Dataset rows on where objects appear:
★ ★ ★ ★ ★ ★ ★
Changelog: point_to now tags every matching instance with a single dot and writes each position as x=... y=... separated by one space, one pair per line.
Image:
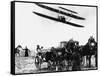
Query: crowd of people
x=71 y=51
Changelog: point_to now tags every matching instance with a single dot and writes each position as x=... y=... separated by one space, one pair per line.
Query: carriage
x=61 y=58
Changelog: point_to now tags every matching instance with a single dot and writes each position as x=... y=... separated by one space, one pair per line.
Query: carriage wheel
x=37 y=62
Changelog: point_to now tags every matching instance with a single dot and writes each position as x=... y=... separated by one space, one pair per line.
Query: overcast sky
x=31 y=29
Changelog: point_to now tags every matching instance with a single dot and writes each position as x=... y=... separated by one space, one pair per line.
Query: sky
x=32 y=30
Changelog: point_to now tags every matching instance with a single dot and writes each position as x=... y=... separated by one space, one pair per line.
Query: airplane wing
x=68 y=10
x=61 y=12
x=56 y=19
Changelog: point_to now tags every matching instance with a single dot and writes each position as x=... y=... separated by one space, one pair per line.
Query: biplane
x=61 y=19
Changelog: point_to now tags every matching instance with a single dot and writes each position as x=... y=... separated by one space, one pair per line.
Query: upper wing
x=68 y=10
x=61 y=12
x=56 y=19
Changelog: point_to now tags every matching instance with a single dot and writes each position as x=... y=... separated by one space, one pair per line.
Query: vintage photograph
x=51 y=37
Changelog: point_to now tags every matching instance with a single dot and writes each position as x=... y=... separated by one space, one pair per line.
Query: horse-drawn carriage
x=60 y=59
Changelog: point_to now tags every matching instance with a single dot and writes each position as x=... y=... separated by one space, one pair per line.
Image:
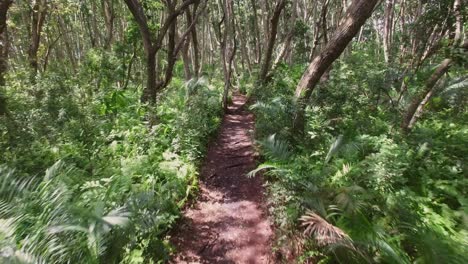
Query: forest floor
x=228 y=223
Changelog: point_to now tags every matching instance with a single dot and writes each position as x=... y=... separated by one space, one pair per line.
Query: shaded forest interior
x=107 y=109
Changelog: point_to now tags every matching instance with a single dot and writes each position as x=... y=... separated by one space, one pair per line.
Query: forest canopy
x=108 y=108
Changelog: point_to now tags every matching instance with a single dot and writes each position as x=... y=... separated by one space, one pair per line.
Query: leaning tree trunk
x=356 y=16
x=415 y=110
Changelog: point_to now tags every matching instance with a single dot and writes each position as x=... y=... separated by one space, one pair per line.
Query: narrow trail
x=228 y=223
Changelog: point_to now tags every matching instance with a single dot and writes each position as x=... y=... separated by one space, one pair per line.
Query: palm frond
x=334 y=148
x=275 y=148
x=324 y=233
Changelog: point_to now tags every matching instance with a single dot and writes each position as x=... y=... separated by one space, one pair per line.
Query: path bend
x=228 y=223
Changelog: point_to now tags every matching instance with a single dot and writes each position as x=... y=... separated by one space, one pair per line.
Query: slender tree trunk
x=357 y=14
x=38 y=15
x=388 y=27
x=194 y=39
x=273 y=30
x=415 y=110
x=258 y=45
x=109 y=16
x=4 y=6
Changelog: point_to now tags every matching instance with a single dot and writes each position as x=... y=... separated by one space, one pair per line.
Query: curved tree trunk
x=357 y=14
x=271 y=40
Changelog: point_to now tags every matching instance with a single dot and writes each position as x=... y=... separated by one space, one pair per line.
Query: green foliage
x=396 y=198
x=116 y=172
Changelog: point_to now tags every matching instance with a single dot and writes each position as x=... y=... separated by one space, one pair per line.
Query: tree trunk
x=271 y=40
x=194 y=38
x=38 y=14
x=4 y=6
x=416 y=107
x=109 y=16
x=356 y=16
x=152 y=47
x=388 y=25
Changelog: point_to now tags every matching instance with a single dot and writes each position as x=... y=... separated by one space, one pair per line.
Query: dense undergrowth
x=90 y=175
x=354 y=188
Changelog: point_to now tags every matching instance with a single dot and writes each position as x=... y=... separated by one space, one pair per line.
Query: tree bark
x=415 y=110
x=152 y=47
x=4 y=6
x=38 y=14
x=280 y=5
x=356 y=16
x=388 y=27
x=109 y=16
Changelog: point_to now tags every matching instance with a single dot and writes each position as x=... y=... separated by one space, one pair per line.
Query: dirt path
x=228 y=223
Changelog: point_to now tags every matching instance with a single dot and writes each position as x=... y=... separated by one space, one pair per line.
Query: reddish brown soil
x=228 y=223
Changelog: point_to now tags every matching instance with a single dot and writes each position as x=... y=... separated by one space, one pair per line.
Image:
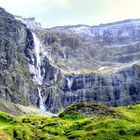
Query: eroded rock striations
x=15 y=82
x=73 y=64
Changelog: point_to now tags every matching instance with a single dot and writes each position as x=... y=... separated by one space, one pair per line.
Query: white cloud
x=60 y=12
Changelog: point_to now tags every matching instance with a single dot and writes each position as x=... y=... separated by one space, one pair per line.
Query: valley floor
x=84 y=121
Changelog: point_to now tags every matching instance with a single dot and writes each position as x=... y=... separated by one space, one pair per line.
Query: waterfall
x=64 y=55
x=41 y=105
x=69 y=82
x=39 y=76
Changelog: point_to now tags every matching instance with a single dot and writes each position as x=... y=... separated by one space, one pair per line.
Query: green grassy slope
x=79 y=122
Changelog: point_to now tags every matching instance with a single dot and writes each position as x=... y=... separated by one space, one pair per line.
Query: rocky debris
x=90 y=110
x=79 y=63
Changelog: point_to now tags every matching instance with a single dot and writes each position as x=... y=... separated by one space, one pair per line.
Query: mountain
x=54 y=68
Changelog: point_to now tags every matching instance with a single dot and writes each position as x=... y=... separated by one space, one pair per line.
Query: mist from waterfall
x=69 y=82
x=38 y=75
x=64 y=55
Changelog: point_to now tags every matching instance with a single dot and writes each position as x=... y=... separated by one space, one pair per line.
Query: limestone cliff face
x=15 y=82
x=77 y=63
x=93 y=68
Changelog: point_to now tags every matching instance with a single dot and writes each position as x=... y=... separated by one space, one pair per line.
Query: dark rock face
x=79 y=64
x=15 y=83
x=117 y=89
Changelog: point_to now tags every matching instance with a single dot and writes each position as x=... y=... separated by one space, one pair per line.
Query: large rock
x=15 y=81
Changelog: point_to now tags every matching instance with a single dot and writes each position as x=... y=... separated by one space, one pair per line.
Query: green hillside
x=80 y=122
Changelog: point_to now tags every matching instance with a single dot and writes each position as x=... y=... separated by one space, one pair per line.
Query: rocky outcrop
x=74 y=64
x=15 y=81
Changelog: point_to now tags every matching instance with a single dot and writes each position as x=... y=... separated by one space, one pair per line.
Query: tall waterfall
x=64 y=55
x=69 y=82
x=38 y=76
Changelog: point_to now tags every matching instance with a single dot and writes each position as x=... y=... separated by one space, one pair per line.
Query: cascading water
x=64 y=55
x=39 y=76
x=69 y=82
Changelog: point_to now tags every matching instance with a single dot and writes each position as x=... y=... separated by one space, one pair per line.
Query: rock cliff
x=15 y=82
x=70 y=64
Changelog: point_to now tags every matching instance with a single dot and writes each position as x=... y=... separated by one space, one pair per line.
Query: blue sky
x=70 y=12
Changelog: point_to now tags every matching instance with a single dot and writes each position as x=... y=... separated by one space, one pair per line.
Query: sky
x=71 y=12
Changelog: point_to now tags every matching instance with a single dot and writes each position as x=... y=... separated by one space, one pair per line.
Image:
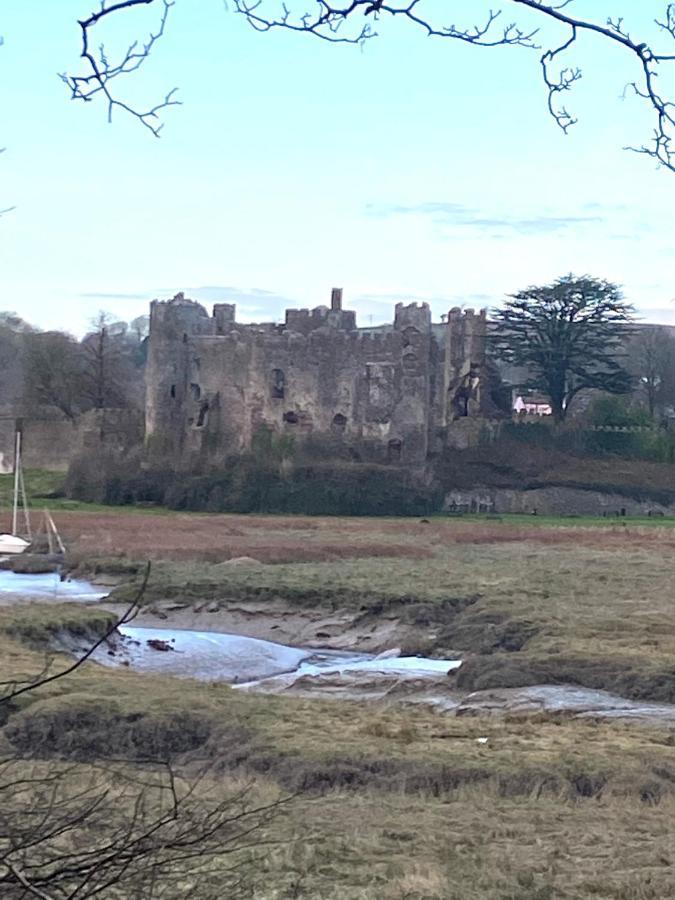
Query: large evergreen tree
x=567 y=336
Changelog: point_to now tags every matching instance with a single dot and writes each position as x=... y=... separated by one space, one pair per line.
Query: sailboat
x=14 y=543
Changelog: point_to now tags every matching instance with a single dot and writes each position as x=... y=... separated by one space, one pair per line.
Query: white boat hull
x=10 y=543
★ ★ ★ ★ ★ ★ ★
▸ STATED PROBLEM
Return every line of the records above that contains the word "floor".

▸ FINISHED EXERCISE
Query: forest floor
Query: valley floor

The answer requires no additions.